● Required work
Please format every line of the records below as a Markdown table with two columns, Row and Record text, numbering the rows in order. Leave out blank lines and the pictures.
►
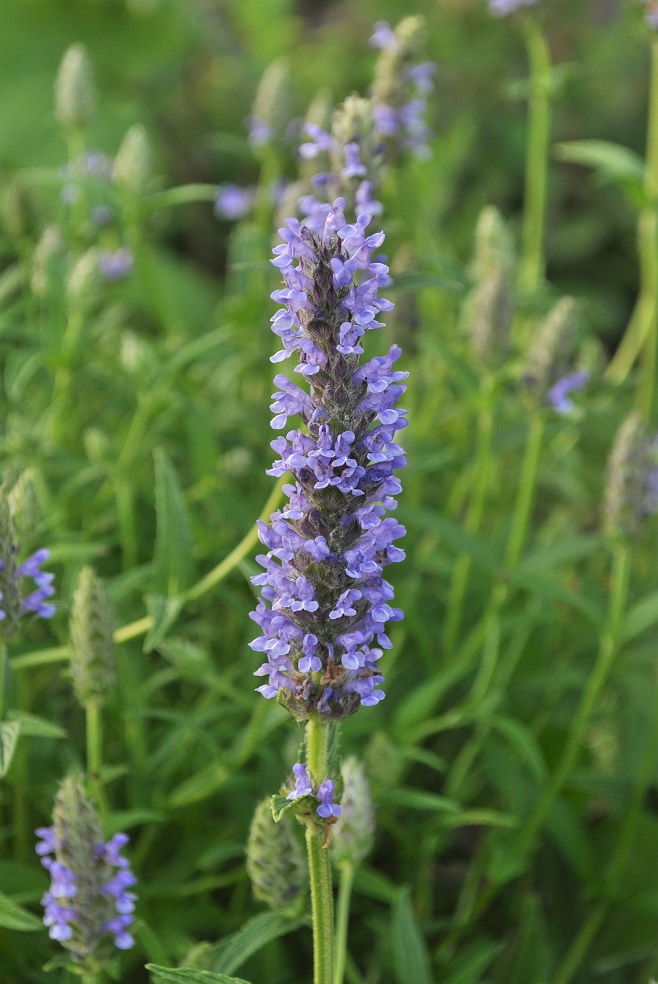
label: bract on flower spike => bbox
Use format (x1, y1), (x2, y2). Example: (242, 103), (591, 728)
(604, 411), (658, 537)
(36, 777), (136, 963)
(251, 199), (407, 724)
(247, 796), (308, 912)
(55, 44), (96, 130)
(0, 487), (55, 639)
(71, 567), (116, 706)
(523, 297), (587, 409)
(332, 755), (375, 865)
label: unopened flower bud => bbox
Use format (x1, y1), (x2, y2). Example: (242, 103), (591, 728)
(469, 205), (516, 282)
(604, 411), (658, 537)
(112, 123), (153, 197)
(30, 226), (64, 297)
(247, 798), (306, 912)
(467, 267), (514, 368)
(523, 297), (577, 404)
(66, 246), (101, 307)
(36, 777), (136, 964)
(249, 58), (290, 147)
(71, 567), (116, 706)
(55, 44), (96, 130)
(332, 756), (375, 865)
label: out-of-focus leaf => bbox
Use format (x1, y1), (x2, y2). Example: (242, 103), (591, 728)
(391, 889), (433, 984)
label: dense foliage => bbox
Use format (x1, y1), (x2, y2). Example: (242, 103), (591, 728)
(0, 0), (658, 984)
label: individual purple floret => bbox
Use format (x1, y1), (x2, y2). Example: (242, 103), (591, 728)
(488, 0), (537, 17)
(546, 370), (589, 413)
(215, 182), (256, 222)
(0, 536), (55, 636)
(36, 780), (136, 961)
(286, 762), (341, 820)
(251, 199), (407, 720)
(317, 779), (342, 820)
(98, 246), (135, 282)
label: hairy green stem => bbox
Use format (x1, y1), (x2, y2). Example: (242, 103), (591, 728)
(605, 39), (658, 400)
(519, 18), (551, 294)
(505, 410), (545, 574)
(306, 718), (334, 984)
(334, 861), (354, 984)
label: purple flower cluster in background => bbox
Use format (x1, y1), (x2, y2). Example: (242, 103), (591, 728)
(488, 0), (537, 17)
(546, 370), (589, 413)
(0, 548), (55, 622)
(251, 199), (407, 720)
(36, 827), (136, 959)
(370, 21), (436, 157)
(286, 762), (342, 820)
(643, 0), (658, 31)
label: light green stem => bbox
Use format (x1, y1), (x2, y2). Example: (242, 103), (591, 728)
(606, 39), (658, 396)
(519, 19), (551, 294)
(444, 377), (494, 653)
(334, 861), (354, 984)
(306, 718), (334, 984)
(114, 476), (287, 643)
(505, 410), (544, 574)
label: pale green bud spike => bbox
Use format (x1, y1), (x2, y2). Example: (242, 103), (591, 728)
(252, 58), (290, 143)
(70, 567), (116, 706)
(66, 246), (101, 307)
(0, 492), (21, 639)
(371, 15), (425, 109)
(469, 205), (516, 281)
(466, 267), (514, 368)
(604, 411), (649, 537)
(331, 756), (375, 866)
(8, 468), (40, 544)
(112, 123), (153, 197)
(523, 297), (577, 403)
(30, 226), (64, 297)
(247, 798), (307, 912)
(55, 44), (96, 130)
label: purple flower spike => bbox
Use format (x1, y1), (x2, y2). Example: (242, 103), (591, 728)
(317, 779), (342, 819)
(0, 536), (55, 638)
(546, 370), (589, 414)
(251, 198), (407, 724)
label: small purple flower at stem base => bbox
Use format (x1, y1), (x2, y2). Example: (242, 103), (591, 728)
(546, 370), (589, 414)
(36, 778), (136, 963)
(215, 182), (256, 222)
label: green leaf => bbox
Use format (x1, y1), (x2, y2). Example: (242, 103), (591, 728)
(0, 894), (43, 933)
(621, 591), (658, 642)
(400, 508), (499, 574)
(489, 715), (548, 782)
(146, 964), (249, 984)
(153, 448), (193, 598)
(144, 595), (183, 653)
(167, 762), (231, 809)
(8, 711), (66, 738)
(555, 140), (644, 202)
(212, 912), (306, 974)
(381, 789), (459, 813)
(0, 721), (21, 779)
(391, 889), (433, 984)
◄
● Solution to this exercise
| Row | Record text |
|---|---|
| 1 | label: bract on flower spike => bbox |
| 2 | Use format (x1, y1), (x2, y2). Example: (242, 103), (591, 728) |
| 3 | (604, 411), (658, 537) |
| 4 | (36, 777), (136, 963) |
| 5 | (251, 199), (407, 724) |
| 6 | (247, 796), (308, 912) |
| 7 | (55, 44), (96, 130) |
| 8 | (0, 487), (55, 639) |
| 9 | (71, 567), (116, 706) |
| 10 | (523, 297), (587, 409) |
| 11 | (332, 755), (375, 865) |
| 12 | label: unopened flower bud => bbox |
| 13 | Use format (x1, y1), (x2, y2). Example: (242, 103), (591, 728) |
| 14 | (469, 205), (516, 282) |
| 15 | (604, 411), (658, 537) |
| 16 | (112, 123), (153, 197) |
| 17 | (30, 226), (64, 297) |
| 18 | (247, 798), (306, 912) |
| 19 | (467, 267), (514, 368) |
| 20 | (523, 297), (577, 404) |
| 21 | (66, 246), (101, 307) |
| 22 | (36, 777), (136, 964) |
| 23 | (249, 58), (290, 147) |
| 24 | (71, 567), (116, 706) |
| 25 | (55, 44), (96, 130) |
| 26 | (332, 756), (375, 865) |
| 27 | label: out-of-focus leaf => bbox |
| 28 | Use format (x1, y1), (x2, y2). Example: (242, 103), (591, 728) |
| 29 | (391, 889), (433, 984) |
| 30 | label: dense foliage => bbox |
| 31 | Use format (x1, y1), (x2, y2). Example: (242, 103), (591, 728) |
| 32 | (0, 0), (658, 984) |
| 33 | label: individual purple floret => bbox |
| 34 | Use format (x1, y1), (x2, y2). Example: (242, 103), (591, 728) |
| 35 | (488, 0), (537, 17) |
| 36 | (546, 370), (589, 413) |
| 37 | (215, 182), (256, 222) |
| 38 | (0, 536), (55, 636) |
| 39 | (36, 780), (136, 961) |
| 40 | (286, 762), (341, 820) |
| 41 | (251, 199), (407, 720) |
| 42 | (317, 779), (342, 820) |
| 43 | (98, 246), (135, 282) |
| 44 | label: hairy green stem => bbox |
| 45 | Use format (x1, y1), (x2, y2). Example: (242, 103), (591, 728) |
| 46 | (605, 39), (658, 400) |
| 47 | (519, 18), (551, 294) |
| 48 | (505, 410), (545, 574) |
| 49 | (306, 718), (334, 984) |
| 50 | (334, 861), (354, 984) |
| 51 | label: purple flower cluster in background => bbox |
| 52 | Use format (x1, y1), (x2, y2). Example: (242, 103), (591, 728) |
| 53 | (488, 0), (537, 17) |
| 54 | (546, 370), (589, 413) |
| 55 | (0, 548), (55, 622) |
| 56 | (251, 199), (407, 720) |
| 57 | (36, 827), (136, 959) |
| 58 | (370, 21), (436, 157) |
| 59 | (286, 762), (342, 820) |
| 60 | (643, 0), (658, 31) |
| 61 | label: light green stem => bbox |
| 62 | Use format (x1, y1), (x2, y2). Example: (242, 103), (591, 728) |
| 63 | (606, 39), (658, 396) |
| 64 | (519, 19), (551, 294) |
| 65 | (444, 377), (494, 653) |
| 66 | (334, 861), (354, 984) |
| 67 | (306, 718), (334, 984) |
| 68 | (114, 476), (287, 643) |
| 69 | (505, 410), (544, 574) |
| 70 | label: pale green bud spike => bbox |
| 71 | Use format (x1, y1), (x2, y2). Example: (242, 103), (591, 728) |
| 72 | (252, 58), (290, 143) |
| 73 | (70, 567), (116, 706) |
| 74 | (66, 246), (101, 307) |
| 75 | (0, 492), (21, 639) |
| 76 | (371, 15), (425, 109) |
| 77 | (469, 205), (516, 281) |
| 78 | (466, 267), (514, 368) |
| 79 | (604, 411), (649, 537) |
| 80 | (331, 756), (375, 866) |
| 81 | (8, 468), (40, 544) |
| 82 | (112, 123), (153, 197) |
| 83 | (523, 297), (577, 403) |
| 84 | (30, 226), (64, 297) |
| 85 | (247, 798), (307, 912) |
| 86 | (55, 44), (96, 130) |
| 87 | label: purple flower spike => bbox |
| 88 | Use format (x1, y1), (x2, y2). Example: (242, 103), (591, 728) |
| 89 | (317, 779), (342, 819) |
| 90 | (0, 536), (55, 638) |
| 91 | (546, 370), (589, 414) |
| 92 | (251, 198), (407, 724) |
| 93 | label: small purple flower at stem base => bbox |
| 94 | Use format (x1, y1), (x2, y2). Example: (242, 103), (591, 728) |
| 95 | (546, 370), (589, 414) |
| 96 | (36, 778), (136, 963) |
| 97 | (215, 182), (256, 222) |
| 98 | label: green leaf => bbox |
| 99 | Use format (x1, y1), (x2, y2). Example: (242, 103), (591, 728) |
| 100 | (0, 894), (43, 933) |
| 101 | (621, 591), (658, 642) |
| 102 | (400, 508), (499, 574) |
| 103 | (489, 715), (548, 782) |
| 104 | (146, 964), (249, 984) |
| 105 | (153, 448), (193, 598) |
| 106 | (144, 595), (183, 653) |
| 107 | (167, 762), (231, 809) |
| 108 | (8, 711), (66, 738) |
| 109 | (555, 140), (644, 202) |
| 110 | (212, 912), (306, 974) |
| 111 | (381, 789), (459, 813) |
| 112 | (0, 721), (21, 779) |
| 113 | (391, 889), (433, 984) |